[Opening Data to use section]
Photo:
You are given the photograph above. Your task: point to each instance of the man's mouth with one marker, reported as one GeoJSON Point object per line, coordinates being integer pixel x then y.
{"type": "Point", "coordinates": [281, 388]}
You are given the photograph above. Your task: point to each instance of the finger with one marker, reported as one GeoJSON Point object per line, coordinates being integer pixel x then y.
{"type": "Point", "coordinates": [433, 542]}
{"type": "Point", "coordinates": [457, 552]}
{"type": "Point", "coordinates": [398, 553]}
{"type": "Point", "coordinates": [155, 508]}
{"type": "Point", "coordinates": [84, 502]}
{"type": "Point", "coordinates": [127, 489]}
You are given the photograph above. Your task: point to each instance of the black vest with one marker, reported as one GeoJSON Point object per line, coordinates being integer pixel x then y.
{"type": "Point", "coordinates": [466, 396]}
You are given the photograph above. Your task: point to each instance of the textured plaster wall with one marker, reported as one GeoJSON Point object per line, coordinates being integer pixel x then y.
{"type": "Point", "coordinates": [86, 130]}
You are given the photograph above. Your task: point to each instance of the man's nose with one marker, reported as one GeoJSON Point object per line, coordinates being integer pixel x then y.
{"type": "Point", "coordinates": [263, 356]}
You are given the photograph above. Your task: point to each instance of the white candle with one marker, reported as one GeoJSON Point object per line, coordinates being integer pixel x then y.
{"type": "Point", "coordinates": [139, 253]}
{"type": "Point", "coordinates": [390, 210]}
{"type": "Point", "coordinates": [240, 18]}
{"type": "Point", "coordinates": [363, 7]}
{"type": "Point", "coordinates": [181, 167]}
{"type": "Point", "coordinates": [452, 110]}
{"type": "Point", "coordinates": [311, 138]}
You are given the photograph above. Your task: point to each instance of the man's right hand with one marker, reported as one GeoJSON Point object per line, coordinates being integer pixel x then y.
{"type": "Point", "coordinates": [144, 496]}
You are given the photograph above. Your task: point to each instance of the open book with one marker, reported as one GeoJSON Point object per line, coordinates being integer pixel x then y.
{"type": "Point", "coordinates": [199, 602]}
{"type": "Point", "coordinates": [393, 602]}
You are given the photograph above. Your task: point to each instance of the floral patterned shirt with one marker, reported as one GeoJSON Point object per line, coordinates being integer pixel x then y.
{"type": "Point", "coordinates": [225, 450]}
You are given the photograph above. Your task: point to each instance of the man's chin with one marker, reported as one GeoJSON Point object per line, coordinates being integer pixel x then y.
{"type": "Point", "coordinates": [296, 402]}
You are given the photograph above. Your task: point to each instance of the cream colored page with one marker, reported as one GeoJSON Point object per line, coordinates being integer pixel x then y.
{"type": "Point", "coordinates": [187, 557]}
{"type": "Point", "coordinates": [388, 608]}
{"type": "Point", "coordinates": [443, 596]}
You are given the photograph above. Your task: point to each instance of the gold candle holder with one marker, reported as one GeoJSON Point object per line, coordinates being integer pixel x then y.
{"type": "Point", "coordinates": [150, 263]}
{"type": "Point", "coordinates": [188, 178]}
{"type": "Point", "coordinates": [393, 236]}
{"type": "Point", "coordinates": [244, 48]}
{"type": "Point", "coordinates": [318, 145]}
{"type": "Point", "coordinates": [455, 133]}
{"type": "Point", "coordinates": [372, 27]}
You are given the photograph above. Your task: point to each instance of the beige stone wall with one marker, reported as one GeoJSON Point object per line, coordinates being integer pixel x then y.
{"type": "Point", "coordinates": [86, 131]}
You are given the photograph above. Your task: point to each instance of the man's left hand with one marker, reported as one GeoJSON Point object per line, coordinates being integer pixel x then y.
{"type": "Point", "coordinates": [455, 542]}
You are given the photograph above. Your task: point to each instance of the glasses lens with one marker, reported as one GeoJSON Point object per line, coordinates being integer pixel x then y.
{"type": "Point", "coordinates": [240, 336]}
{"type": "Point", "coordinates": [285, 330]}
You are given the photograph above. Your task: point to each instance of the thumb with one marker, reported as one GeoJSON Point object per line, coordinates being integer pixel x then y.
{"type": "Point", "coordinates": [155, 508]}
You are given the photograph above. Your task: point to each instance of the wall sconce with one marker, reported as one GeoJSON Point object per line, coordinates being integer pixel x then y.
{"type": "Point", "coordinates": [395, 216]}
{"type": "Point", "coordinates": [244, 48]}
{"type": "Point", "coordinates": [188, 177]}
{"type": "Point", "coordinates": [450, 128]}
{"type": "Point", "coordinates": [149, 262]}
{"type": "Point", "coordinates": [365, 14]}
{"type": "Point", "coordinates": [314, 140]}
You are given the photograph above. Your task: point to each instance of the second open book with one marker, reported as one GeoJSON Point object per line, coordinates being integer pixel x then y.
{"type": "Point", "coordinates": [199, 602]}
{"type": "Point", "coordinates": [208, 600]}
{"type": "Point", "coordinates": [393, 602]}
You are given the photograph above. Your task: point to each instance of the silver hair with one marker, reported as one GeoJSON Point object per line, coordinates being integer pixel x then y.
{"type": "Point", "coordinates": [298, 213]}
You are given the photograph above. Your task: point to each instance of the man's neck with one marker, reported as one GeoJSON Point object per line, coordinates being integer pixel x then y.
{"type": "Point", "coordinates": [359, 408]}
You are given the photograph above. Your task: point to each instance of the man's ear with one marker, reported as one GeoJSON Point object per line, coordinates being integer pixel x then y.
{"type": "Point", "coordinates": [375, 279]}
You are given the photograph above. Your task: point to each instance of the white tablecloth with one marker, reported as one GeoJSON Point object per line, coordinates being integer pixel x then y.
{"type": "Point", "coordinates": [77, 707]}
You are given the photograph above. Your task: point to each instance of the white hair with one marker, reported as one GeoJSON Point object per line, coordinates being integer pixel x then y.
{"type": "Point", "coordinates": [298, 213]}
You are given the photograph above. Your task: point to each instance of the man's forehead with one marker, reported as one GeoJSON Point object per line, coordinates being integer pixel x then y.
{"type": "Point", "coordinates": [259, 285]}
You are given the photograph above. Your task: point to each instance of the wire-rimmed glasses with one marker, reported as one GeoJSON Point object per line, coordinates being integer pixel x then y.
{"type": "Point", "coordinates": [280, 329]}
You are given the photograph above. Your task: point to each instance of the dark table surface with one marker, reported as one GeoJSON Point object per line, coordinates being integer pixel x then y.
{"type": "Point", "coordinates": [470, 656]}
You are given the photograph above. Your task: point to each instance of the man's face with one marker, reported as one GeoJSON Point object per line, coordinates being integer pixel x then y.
[Closing Data to use section]
# Instructions for the task:
Starting with the first entry and ending with the last, give all of them again unchanged.

# Expected answer:
Photo:
You are given the photograph above. Your task: point to each instance of the man's mouth with one marker, reported as one GeoJSON Point object per line, coordinates being integer pixel x then y.
{"type": "Point", "coordinates": [281, 388]}
You are given the photograph above. Your task: point to each instance of the finger with one marker, reported as one GeoJSON Point object per line, coordinates being integer pixel x then y.
{"type": "Point", "coordinates": [433, 542]}
{"type": "Point", "coordinates": [457, 552]}
{"type": "Point", "coordinates": [398, 553]}
{"type": "Point", "coordinates": [155, 508]}
{"type": "Point", "coordinates": [84, 502]}
{"type": "Point", "coordinates": [127, 489]}
You are given the photograph above. Your task: point to each instance of the black vest with one marker, reported as one GeoJSON Point object per line, coordinates being integer pixel x then y.
{"type": "Point", "coordinates": [466, 396]}
You are given the photograph above. Your task: point to each instance of the textured plaster wall with one marker, reported as one GeoJSON Point object per line, coordinates being integer pixel x then y.
{"type": "Point", "coordinates": [86, 130]}
You are given the photograph above. Your task: point to each instance of the man's nose with one marker, reported as one GeoJSON Point object per line, coordinates being integer pixel x then y.
{"type": "Point", "coordinates": [263, 356]}
You are given the photograph above. Your task: point to each instance of the white candle with one marker, reported as one GeoJSON Point object per line, coordinates being integer pixel x then y.
{"type": "Point", "coordinates": [139, 253]}
{"type": "Point", "coordinates": [390, 210]}
{"type": "Point", "coordinates": [240, 18]}
{"type": "Point", "coordinates": [363, 7]}
{"type": "Point", "coordinates": [181, 167]}
{"type": "Point", "coordinates": [452, 110]}
{"type": "Point", "coordinates": [311, 138]}
You are given the photograph above. Your task: point to each instance of the man's right hand with one marker, reported as one GeoJSON Point object per line, coordinates being integer pixel x then y.
{"type": "Point", "coordinates": [144, 496]}
You are given the photograph above. Your task: point to each instance of the open book with one marker, reported as one GeoJSON Point object per line, coordinates being integer pixel x then y.
{"type": "Point", "coordinates": [199, 602]}
{"type": "Point", "coordinates": [393, 602]}
You are given the photograph above. Your task: point to each instance of the floral patterned shirt with one marker, reported as one GeoJSON Point object per line, coordinates being integer pixel x then y.
{"type": "Point", "coordinates": [225, 450]}
You are given the photograph above. Your task: point to each instance of the man's chin with one marker, reported as one GeoJSON Point object per line, coordinates being integer pixel x then y.
{"type": "Point", "coordinates": [296, 402]}
You are given the photograph above. Your task: point to each instance of the cream colored page with one marker, reported as one GeoJSON Point object per line, coordinates being integer pixel x then y.
{"type": "Point", "coordinates": [187, 557]}
{"type": "Point", "coordinates": [388, 608]}
{"type": "Point", "coordinates": [443, 596]}
You are given the photograph above. Your task: point to each instance of the gold candle holder with one marker, reported as one GeoJSON Point object per line, coordinates being integer pixel x then y.
{"type": "Point", "coordinates": [150, 263]}
{"type": "Point", "coordinates": [188, 178]}
{"type": "Point", "coordinates": [393, 236]}
{"type": "Point", "coordinates": [244, 48]}
{"type": "Point", "coordinates": [318, 145]}
{"type": "Point", "coordinates": [455, 133]}
{"type": "Point", "coordinates": [372, 27]}
You are given the photograph above. Your task: point to each instance of the beige stone wall with one marker, reported as one GeoJSON Point object per line, coordinates being integer pixel x then y.
{"type": "Point", "coordinates": [86, 131]}
You are given the photograph above. Your task: point to each instance of the man's left hand with one marker, reported as one GeoJSON Point object per line, coordinates being integer pixel x then y.
{"type": "Point", "coordinates": [455, 542]}
You are given the photograph above. Your task: point to each instance of the glasses lens with one marker, reported as one GeoJSON Point object per line, coordinates being integer pixel x then y.
{"type": "Point", "coordinates": [240, 336]}
{"type": "Point", "coordinates": [285, 330]}
You are given the photograph above. Your task: point to each instance of the thumb with one marker, reported as one GeoJSON Point object per line, coordinates being integer pixel x then y.
{"type": "Point", "coordinates": [155, 508]}
You are given the photograph above. Your task: point to each instance of the wall sconce with one marker, reported as one GeoJSON Point object per line, coordinates being integer pixel x then y.
{"type": "Point", "coordinates": [395, 216]}
{"type": "Point", "coordinates": [244, 48]}
{"type": "Point", "coordinates": [188, 177]}
{"type": "Point", "coordinates": [450, 128]}
{"type": "Point", "coordinates": [149, 262]}
{"type": "Point", "coordinates": [365, 14]}
{"type": "Point", "coordinates": [314, 140]}
You are given the photograph above. Your task: point to each instance of the second open book with one marker, reported as one GeoJSON Point object per line, coordinates being integer pixel x then y.
{"type": "Point", "coordinates": [199, 602]}
{"type": "Point", "coordinates": [208, 600]}
{"type": "Point", "coordinates": [393, 602]}
You are given the photograph above. Your task: point to each instance of the silver hair with one marker, reported as one GeoJSON Point object per line, coordinates being integer pixel x then y.
{"type": "Point", "coordinates": [298, 213]}
You are given the photograph above. Your task: point to each instance of the man's neck with one marker, reported as one GeoJSON Point object per line, coordinates being integer pixel x then y.
{"type": "Point", "coordinates": [359, 408]}
You are given the photograph above. Your task: point to each instance of the man's ear with one marker, reported as one GeoJSON Point object per line, coordinates being integer pixel x then y.
{"type": "Point", "coordinates": [375, 279]}
You are given the photograph above. Your task: point to each instance of the white tablecloth with one marker, reported as one GeoJSON Point object per line, coordinates being integer pixel x then y.
{"type": "Point", "coordinates": [77, 707]}
You are given the photograph above. Your task: point to each instance of the white hair with one marker, reported as one GeoJSON Point object per line, coordinates being integer pixel x then y.
{"type": "Point", "coordinates": [298, 213]}
You are given the photograph above. Your task: point to each instance of the man's forehead with one marker, reported as one GeoJSON Point object per line, coordinates being integer pixel x then y.
{"type": "Point", "coordinates": [259, 285]}
You are given the photograph above. Your task: point to each instance of the wire-rimmed glasses with one marker, reported as one GeoJSON Point object per line, coordinates being integer pixel x then y.
{"type": "Point", "coordinates": [280, 329]}
You are given the photograph above. Your task: point to each instance of the dark table surface with one marker, reported as one GeoJSON Point object per line, coordinates being integer pixel x then y.
{"type": "Point", "coordinates": [470, 656]}
You are given the photograph above. Your task: point to each instance of the man's face with one marker, reported as one GeoJSON Point object per line, coordinates being integer pixel x then y.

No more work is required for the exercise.